▸ PROBLEM TO SOLVE: Show every line of the entries below that contains the word "black", matching case exactly.
---*---
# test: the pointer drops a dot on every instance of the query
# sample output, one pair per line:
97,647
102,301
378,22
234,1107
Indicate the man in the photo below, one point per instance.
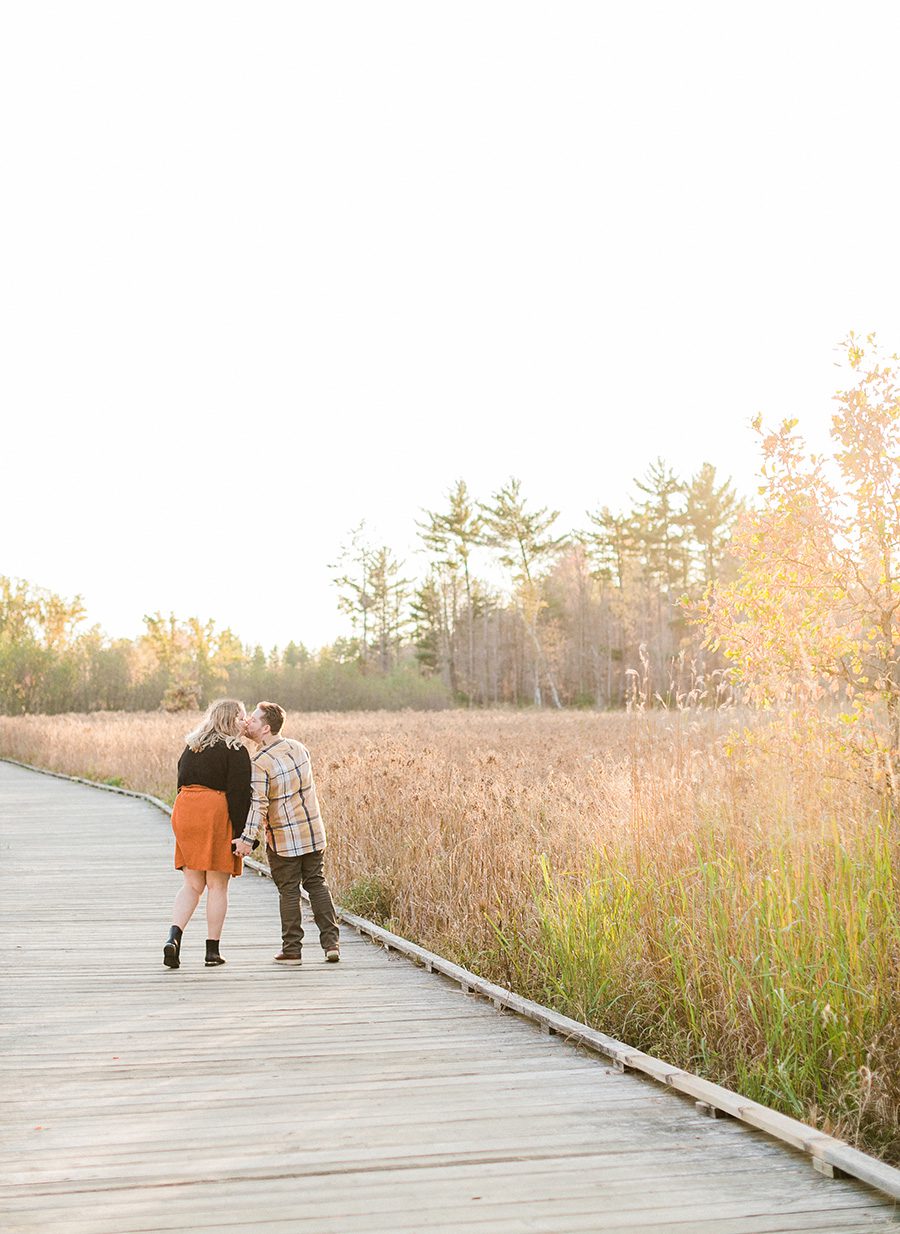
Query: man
283,803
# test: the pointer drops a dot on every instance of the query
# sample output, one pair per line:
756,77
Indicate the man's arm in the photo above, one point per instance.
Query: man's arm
259,808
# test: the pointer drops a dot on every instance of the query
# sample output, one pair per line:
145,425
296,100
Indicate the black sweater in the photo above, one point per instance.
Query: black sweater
222,768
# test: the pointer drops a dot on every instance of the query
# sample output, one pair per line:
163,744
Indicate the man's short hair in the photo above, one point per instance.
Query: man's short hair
273,715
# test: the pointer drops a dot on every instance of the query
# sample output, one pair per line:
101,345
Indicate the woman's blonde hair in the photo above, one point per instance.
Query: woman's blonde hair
219,724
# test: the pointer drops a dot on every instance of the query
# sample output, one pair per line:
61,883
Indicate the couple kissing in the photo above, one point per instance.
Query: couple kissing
227,802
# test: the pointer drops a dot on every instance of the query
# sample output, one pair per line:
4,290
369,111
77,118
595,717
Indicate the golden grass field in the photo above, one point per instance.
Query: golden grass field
710,887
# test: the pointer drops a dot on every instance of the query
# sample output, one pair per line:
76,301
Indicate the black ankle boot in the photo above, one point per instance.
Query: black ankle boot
173,948
212,956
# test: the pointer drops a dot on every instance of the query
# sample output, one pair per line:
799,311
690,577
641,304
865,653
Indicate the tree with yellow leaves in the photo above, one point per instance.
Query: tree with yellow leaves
814,606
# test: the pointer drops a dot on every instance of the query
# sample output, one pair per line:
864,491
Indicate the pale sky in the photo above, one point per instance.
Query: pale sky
268,269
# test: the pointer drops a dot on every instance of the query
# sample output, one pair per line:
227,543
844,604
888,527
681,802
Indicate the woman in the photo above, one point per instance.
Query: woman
---*---
▸ EXERCISE OUTPUT:
Indicate the black sweater in the photo above, one point per instance.
Query: black sweater
Indicate the black ankle boot in the photo above, one point per instance.
Query: black ankle boot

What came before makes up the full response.